- THE REQUEST:
Update the rows from the line that contains "of the forearm" through the line that contains "point(715, 759)", with both ends included. Change "reference point" to "marker" and leave everything else as it is.

───

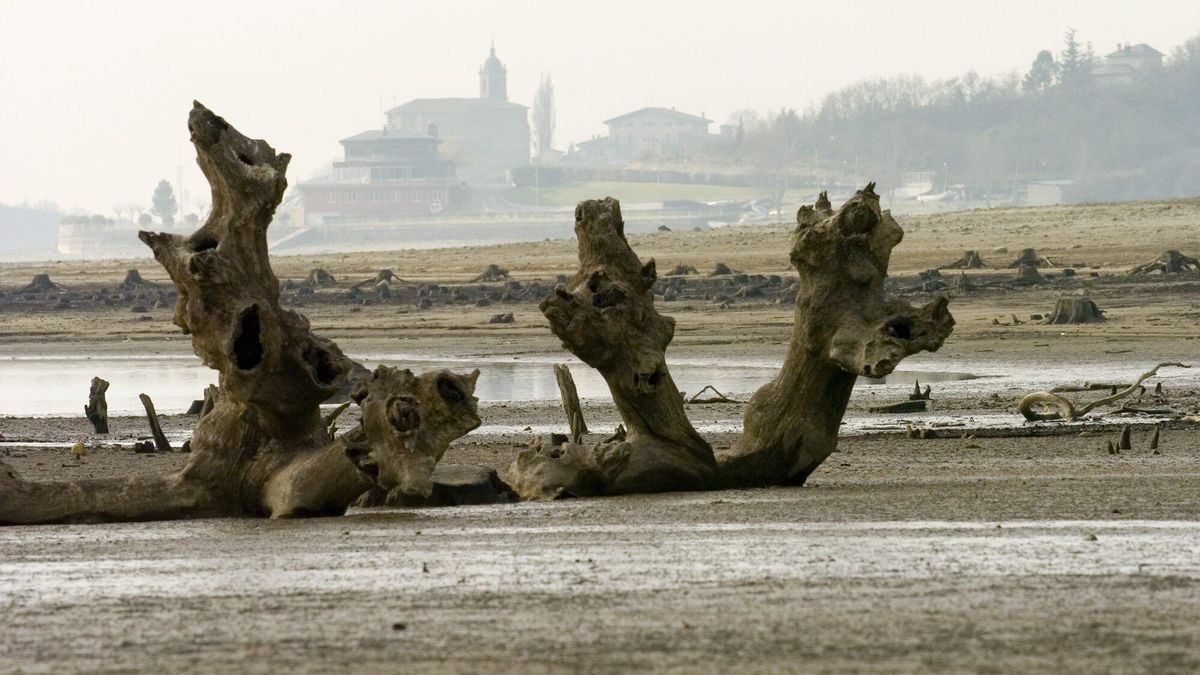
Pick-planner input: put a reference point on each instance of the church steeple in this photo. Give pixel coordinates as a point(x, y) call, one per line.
point(493, 78)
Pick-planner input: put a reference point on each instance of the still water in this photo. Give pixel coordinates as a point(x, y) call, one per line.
point(58, 386)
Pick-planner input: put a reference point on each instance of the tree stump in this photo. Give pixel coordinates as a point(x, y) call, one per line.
point(1168, 262)
point(1029, 275)
point(1075, 310)
point(570, 398)
point(96, 410)
point(263, 448)
point(319, 278)
point(970, 260)
point(160, 438)
point(492, 273)
point(845, 327)
point(41, 284)
point(1030, 257)
point(133, 281)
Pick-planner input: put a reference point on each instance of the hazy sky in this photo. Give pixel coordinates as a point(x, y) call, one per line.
point(94, 96)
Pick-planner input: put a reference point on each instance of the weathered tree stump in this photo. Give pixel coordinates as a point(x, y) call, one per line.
point(1168, 262)
point(1029, 275)
point(1030, 257)
point(570, 398)
point(96, 410)
point(318, 278)
point(970, 260)
point(41, 284)
point(263, 449)
point(492, 273)
point(845, 327)
point(160, 438)
point(133, 281)
point(1075, 310)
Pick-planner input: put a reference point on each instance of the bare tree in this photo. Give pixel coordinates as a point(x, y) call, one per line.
point(544, 115)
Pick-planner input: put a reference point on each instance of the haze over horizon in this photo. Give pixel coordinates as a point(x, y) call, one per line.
point(96, 96)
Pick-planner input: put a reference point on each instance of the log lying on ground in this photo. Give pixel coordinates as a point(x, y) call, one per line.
point(263, 449)
point(492, 273)
point(96, 410)
point(1042, 406)
point(1168, 262)
point(318, 278)
point(1075, 310)
point(41, 284)
point(845, 327)
point(970, 260)
point(1030, 257)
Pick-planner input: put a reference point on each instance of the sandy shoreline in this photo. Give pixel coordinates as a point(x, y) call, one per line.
point(952, 554)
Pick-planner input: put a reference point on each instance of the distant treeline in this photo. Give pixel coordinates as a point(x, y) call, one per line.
point(995, 135)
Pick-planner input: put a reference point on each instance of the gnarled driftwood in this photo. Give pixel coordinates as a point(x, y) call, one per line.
point(845, 327)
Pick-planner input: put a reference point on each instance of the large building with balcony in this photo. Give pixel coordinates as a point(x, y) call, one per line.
point(385, 174)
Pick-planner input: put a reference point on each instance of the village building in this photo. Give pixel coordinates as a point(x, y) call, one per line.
point(430, 153)
point(1127, 65)
point(385, 174)
point(486, 137)
point(646, 133)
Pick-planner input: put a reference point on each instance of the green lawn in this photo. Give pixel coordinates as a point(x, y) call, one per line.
point(630, 192)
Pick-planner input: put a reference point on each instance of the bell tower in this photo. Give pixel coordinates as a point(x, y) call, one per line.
point(493, 78)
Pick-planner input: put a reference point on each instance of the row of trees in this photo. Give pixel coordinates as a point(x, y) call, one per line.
point(995, 133)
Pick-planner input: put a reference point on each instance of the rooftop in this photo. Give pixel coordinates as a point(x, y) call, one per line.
point(669, 112)
point(381, 135)
point(455, 105)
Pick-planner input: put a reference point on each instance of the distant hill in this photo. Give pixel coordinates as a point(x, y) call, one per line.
point(28, 233)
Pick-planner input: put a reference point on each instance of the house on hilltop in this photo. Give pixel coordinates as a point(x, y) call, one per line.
point(486, 137)
point(1127, 64)
point(648, 132)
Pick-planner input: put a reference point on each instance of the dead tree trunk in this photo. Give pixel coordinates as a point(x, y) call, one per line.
point(133, 280)
point(41, 284)
point(160, 438)
point(970, 260)
point(96, 410)
point(263, 449)
point(1169, 262)
point(1075, 310)
point(570, 401)
point(605, 316)
point(1030, 257)
point(845, 327)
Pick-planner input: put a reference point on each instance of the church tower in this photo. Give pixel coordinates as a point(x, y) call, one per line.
point(493, 78)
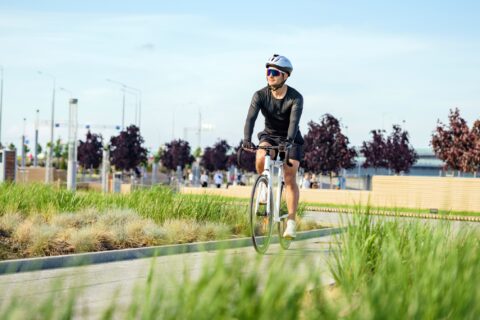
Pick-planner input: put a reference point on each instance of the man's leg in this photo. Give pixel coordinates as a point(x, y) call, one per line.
point(260, 157)
point(292, 193)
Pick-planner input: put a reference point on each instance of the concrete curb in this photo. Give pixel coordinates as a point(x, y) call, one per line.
point(74, 260)
point(395, 214)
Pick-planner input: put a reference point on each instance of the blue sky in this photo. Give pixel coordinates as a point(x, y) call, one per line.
point(371, 64)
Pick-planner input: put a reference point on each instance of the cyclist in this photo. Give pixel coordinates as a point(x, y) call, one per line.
point(281, 105)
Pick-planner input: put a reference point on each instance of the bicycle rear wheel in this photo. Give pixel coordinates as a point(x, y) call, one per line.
point(261, 219)
point(282, 225)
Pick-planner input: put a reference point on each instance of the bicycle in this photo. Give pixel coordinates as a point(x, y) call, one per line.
point(264, 213)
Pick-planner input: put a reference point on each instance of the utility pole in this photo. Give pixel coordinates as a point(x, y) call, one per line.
point(202, 127)
point(1, 103)
point(48, 165)
point(72, 145)
point(23, 142)
point(35, 152)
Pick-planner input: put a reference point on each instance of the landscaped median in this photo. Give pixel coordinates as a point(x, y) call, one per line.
point(37, 220)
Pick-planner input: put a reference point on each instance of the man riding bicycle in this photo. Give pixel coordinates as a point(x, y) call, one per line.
point(282, 107)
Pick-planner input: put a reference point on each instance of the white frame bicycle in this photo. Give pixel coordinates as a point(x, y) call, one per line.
point(263, 215)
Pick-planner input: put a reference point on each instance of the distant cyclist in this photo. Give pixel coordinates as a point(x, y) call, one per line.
point(281, 106)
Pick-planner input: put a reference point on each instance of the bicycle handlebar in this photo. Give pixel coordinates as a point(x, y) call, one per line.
point(268, 148)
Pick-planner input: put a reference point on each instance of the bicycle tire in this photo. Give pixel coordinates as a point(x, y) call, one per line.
point(282, 225)
point(261, 222)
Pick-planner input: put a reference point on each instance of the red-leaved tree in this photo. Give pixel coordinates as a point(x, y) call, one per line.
point(375, 151)
point(126, 150)
point(454, 143)
point(326, 147)
point(400, 154)
point(90, 151)
point(176, 153)
point(215, 158)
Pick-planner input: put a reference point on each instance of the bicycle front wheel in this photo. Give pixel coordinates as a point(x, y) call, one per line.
point(282, 225)
point(261, 219)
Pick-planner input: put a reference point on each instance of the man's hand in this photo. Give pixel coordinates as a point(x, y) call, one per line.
point(283, 146)
point(248, 145)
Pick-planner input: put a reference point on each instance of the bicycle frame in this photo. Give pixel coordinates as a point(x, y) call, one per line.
point(268, 171)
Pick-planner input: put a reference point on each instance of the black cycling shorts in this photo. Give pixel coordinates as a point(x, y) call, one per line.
point(296, 151)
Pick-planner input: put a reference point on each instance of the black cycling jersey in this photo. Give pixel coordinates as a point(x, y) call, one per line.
point(282, 116)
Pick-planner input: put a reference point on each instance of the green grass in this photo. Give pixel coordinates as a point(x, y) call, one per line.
point(369, 208)
point(383, 270)
point(408, 270)
point(158, 204)
point(39, 220)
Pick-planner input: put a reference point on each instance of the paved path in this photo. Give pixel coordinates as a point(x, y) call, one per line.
point(99, 283)
point(332, 219)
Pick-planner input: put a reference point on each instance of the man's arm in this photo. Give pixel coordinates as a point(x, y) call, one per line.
point(251, 117)
point(295, 115)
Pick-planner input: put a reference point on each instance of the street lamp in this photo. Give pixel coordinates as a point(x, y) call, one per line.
point(67, 91)
point(1, 103)
point(48, 165)
point(125, 88)
point(123, 104)
point(37, 123)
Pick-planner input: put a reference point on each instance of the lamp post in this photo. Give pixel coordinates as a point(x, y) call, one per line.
point(23, 142)
point(48, 165)
point(72, 145)
point(35, 152)
point(1, 103)
point(138, 106)
point(122, 88)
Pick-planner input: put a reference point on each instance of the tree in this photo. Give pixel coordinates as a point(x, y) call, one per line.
point(470, 159)
point(126, 151)
point(326, 147)
point(176, 153)
point(198, 152)
point(90, 151)
point(375, 151)
point(453, 143)
point(400, 155)
point(60, 153)
point(475, 152)
point(215, 158)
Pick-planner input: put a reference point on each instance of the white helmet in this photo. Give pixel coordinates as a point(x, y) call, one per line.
point(281, 63)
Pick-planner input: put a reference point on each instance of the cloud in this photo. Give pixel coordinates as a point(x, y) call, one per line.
point(148, 47)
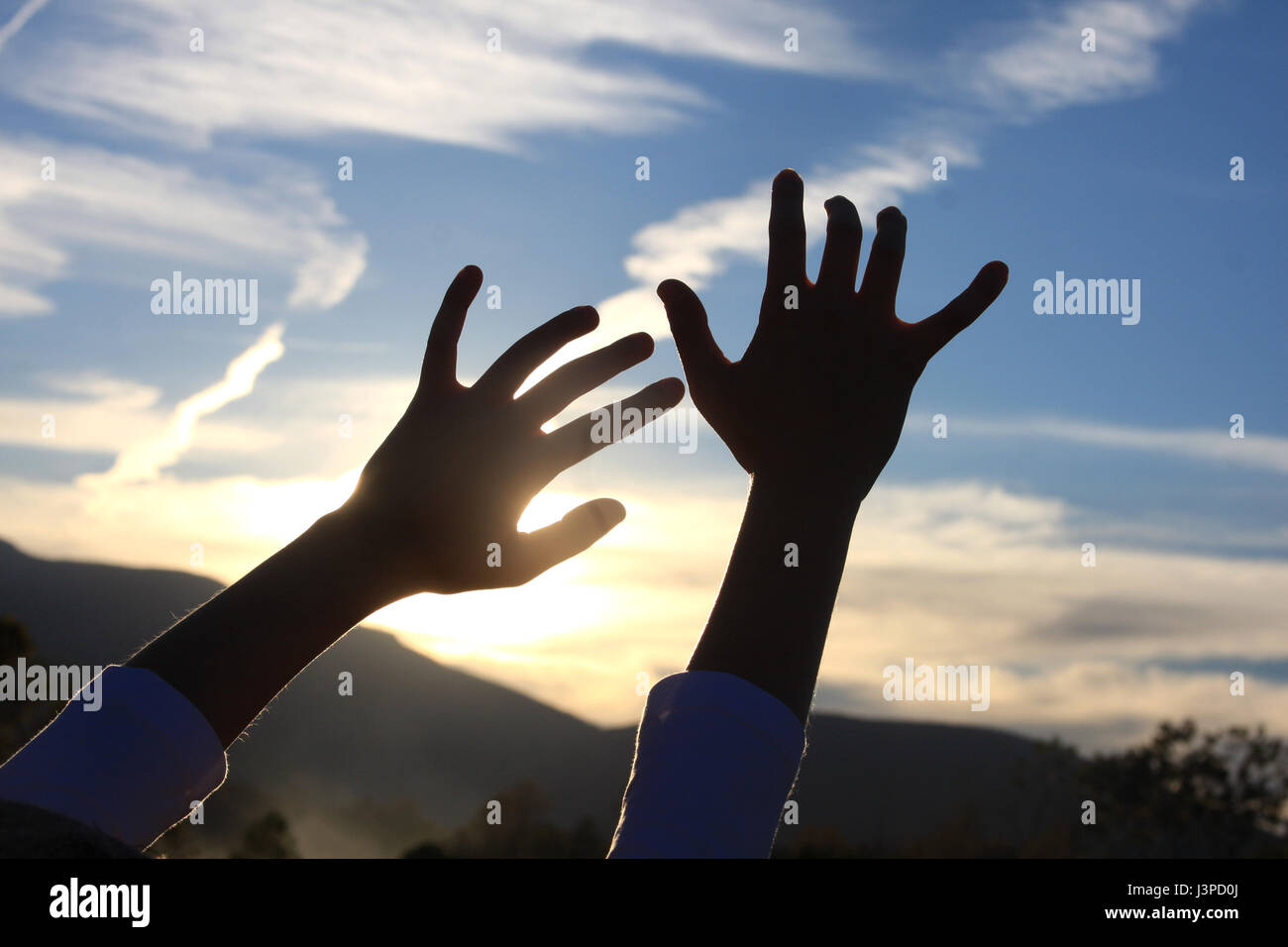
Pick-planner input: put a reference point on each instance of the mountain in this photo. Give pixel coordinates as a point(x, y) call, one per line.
point(419, 748)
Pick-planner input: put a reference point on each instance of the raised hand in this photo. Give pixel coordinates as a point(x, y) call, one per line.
point(820, 394)
point(450, 479)
point(458, 471)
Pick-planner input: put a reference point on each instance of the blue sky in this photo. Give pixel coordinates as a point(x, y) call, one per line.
point(1063, 429)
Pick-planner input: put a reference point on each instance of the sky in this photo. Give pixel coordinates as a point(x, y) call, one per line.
point(513, 137)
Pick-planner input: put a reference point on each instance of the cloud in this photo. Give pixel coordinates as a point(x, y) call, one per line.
point(145, 460)
point(1035, 67)
point(20, 20)
point(1257, 451)
point(307, 67)
point(129, 208)
point(1044, 67)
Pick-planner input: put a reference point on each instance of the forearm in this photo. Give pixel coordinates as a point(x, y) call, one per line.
point(771, 620)
point(235, 654)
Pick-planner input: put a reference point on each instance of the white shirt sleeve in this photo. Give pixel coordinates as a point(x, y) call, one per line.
point(132, 768)
point(715, 759)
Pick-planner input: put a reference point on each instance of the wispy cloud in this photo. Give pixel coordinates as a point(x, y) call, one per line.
point(20, 20)
point(147, 210)
point(145, 460)
point(303, 67)
point(1258, 451)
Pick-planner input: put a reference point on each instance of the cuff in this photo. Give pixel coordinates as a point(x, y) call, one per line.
point(132, 767)
point(713, 762)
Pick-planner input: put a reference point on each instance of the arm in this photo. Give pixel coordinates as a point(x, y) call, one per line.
point(451, 478)
point(812, 412)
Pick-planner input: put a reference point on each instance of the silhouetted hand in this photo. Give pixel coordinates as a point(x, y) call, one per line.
point(463, 463)
point(820, 394)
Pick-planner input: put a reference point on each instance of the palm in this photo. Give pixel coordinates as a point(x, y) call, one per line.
point(439, 500)
point(822, 390)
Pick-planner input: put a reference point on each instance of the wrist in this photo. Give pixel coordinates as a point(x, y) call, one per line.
point(806, 499)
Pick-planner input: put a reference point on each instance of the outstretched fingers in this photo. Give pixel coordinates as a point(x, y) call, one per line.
point(699, 355)
point(786, 234)
point(885, 262)
point(581, 375)
point(439, 364)
point(840, 264)
point(935, 331)
point(526, 356)
point(601, 427)
point(579, 530)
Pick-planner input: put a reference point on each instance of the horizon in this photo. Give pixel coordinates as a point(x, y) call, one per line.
point(137, 436)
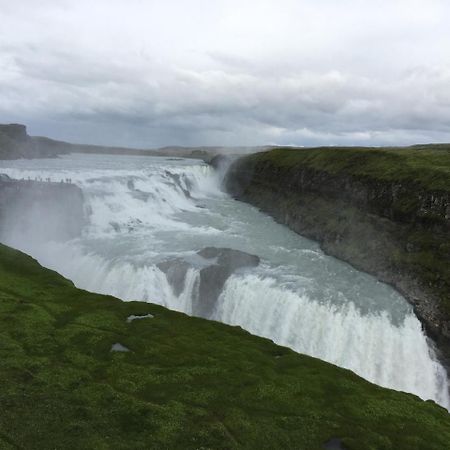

───

- SOLUTION TO THE PROBLEM:
Pick-planner input: put a marker on each instance of the forearm in this photo. Give pixel coordinates as a point(x, y) call, one per line.
point(771, 620)
point(235, 654)
Pick-planner input: put a marker on each instance of the white shirt sleeve in this photo. Give pixel coordinates as a point(x, y) call, one per line.
point(132, 768)
point(715, 759)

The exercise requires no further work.